▸ Brief
Drop every picture and give the entries back exactly.

▸ Excerpted data

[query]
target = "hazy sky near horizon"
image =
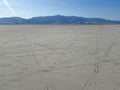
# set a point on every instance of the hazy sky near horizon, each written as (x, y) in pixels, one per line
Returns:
(109, 9)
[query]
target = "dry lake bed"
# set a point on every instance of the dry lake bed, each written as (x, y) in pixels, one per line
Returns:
(60, 57)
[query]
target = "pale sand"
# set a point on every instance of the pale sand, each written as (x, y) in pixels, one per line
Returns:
(60, 57)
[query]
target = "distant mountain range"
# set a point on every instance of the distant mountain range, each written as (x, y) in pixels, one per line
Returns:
(57, 19)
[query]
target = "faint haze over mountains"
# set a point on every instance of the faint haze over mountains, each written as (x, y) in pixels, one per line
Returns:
(108, 9)
(57, 19)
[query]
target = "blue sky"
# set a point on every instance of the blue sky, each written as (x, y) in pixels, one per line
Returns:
(109, 9)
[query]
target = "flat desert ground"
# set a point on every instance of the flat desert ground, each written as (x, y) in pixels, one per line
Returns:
(60, 57)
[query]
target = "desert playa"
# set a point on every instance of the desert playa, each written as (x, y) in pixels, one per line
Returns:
(60, 57)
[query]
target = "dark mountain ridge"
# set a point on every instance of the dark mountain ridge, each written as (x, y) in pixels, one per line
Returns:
(57, 19)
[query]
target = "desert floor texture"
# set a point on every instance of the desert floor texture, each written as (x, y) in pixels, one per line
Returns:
(60, 57)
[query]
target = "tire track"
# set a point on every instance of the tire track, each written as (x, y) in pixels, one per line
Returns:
(99, 65)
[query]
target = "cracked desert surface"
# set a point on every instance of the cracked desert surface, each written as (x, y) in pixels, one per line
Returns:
(60, 57)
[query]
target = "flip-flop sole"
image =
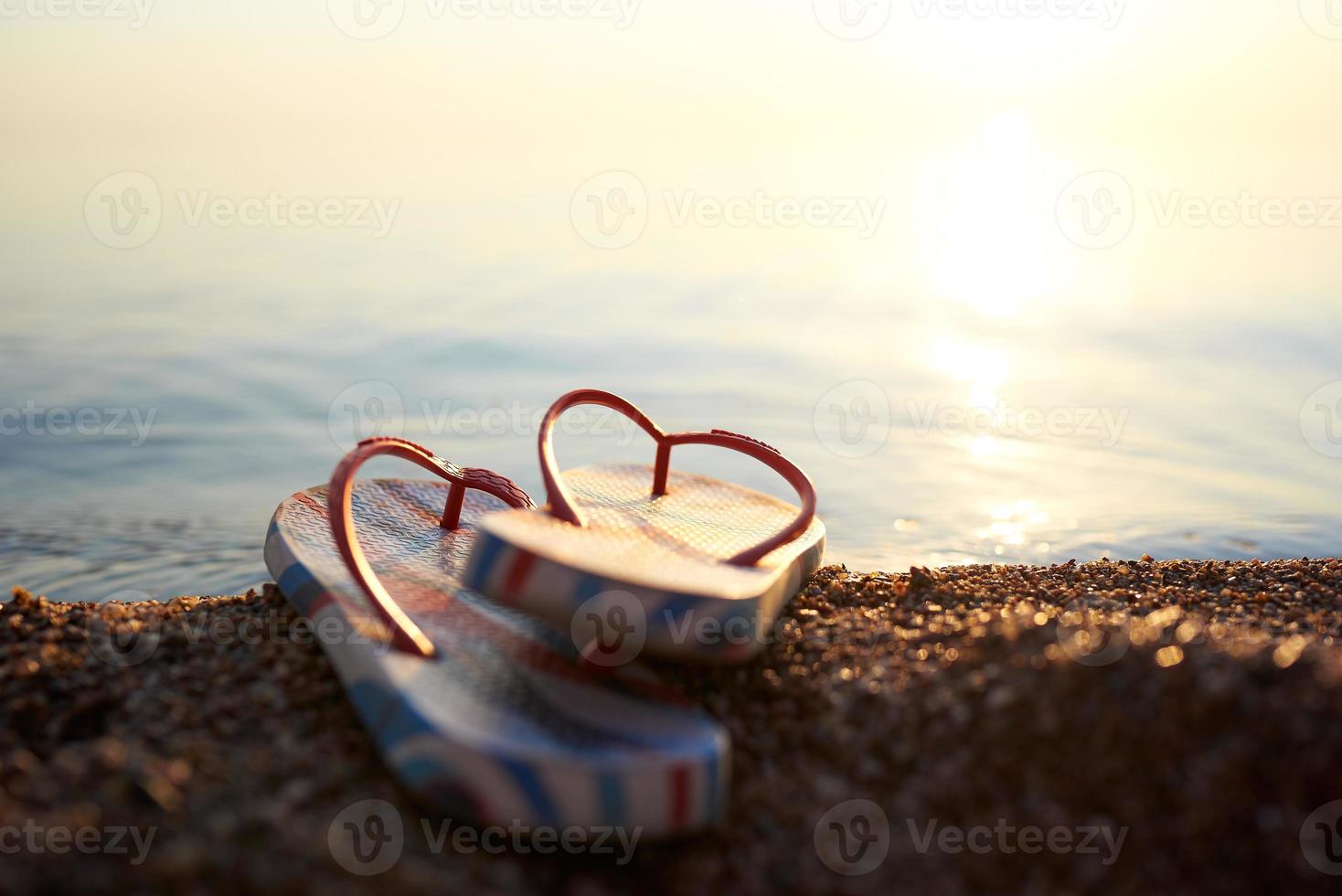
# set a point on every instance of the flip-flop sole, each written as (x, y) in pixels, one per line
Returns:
(505, 722)
(660, 557)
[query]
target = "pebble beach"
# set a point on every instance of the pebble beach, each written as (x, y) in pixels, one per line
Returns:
(1114, 726)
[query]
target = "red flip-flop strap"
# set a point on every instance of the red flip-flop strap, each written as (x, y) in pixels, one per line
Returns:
(561, 502)
(406, 635)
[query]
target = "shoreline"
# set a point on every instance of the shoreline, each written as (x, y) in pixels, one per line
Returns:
(1193, 704)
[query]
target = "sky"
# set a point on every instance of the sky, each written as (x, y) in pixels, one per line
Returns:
(948, 155)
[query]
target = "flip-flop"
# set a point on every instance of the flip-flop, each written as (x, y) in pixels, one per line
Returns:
(478, 709)
(688, 565)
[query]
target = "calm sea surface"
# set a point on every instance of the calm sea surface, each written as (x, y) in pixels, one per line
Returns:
(932, 439)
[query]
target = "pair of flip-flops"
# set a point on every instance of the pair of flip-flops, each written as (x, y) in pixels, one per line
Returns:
(490, 645)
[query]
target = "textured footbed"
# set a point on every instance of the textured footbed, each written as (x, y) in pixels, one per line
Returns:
(659, 559)
(673, 542)
(505, 720)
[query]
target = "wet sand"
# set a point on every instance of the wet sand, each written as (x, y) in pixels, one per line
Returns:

▸ Written reply
[query]
target = "hazy sky near horizon"
image =
# set a point on every instance of the hazy sky near horizon, each written as (x, y) in pixels, one per line
Returns:
(109, 9)
[query]
target = "dry lake bed"
# set a point on every instance of the dry lake bed, each written as (x, y) in pixels, one per line
Returns:
(60, 57)
[query]
target = "pale sand"
# set a point on every instance of the pale sand, each written as (x, y) in pixels, one per line
Returns:
(60, 57)
[query]
target = "distant mountain range"
# set a point on every instance of the distant mountain range, each written as (x, y) in pixels, one per line
Returns:
(57, 19)
[query]
target = "faint haze over mountains"
# set a point on every instance of the faint haze over mountains, each written as (x, y) in pixels, one per line
Returns:
(108, 9)
(57, 19)
[query]
target = "blue sky"
# set a point on every instance of the blue sky, each written as (x, y) in pixels, one per line
Returns:
(109, 9)
[query]
target = "flat desert ground"
# set a point on every instance of the flat desert ground, each written as (x, y) in pixels, one per line
Returns:
(60, 57)
[query]
target = "desert playa"
# set a point on every instance of the desert playa, each written as (x, y) in pixels, one per line
Returns:
(60, 57)
[query]
target = "dark mountain ridge"
# set a point on every instance of the dark mountain ridge, each written as (x, y) in pixels, one per line
Returns:
(57, 19)
[query]
target = "desert floor texture"
# set a point on every instance of the desert floor texture, each written as (x, y) in pixels, one per line
Returns:
(60, 57)
[query]
target = "tire track"
# set a point on every instance of the tire track, each written as (x, y) in pixels, one per line
Returns:
(99, 65)
[query]
target = "cracked desert surface"
# set a point on every instance of the cracked desert surface, each written as (x, y) in pixels, one per line
Returns:
(60, 57)
[query]
target = "flip-flop sole"
image =
# set a point on every instance of the flip-flop sole, each written as (x, y) in pixels, one per line
Returns:
(505, 722)
(660, 557)
[query]
target = "pebble beach"
# set a point on every instance of the pebble beach, each written as (x, y) in pixels, one per line
Returns:
(1114, 726)
[query]
target = "red flip-flop strap"
# set a point on every instance of the red flip-flop strap, each written as (x, y) in pixels, one per line
Returns:
(561, 502)
(406, 635)
[query]
target = "shoreline"
# set a point on every instance of the shoreline, each written as (x, y) in pixels, one per line
Returns:
(1193, 704)
[query]
target = "sky"
# set a point on every instance of the sky, each written as (x, y) in pixels, one per line
Returns:
(948, 155)
[query]
target = "flip-flop"
# set a point on every instance of the flip-flop, each written as (x, y) in pixels, one per line
Returns:
(478, 709)
(688, 565)
[query]
target = "calm sea surface"
# set a point on every instance of the calm sea surface, each written as (x, y) in pixels, one per line
Returns:
(932, 439)
[query]
target = "pair of flip-flops"
# set a point on every instance of the pair of flip-flops, each written as (x, y) in pixels, one per line
Returns:
(490, 645)
[query]
target = "textured footbed"
# set a point on every instance of the textured footbed, each written as (x, y) in pixels, one per line
Returns:
(659, 559)
(673, 542)
(505, 720)
[query]
target = "wet sand"
# set a point on every instance of the wet sand, each written as (x, y) in pixels, one per line
Returns:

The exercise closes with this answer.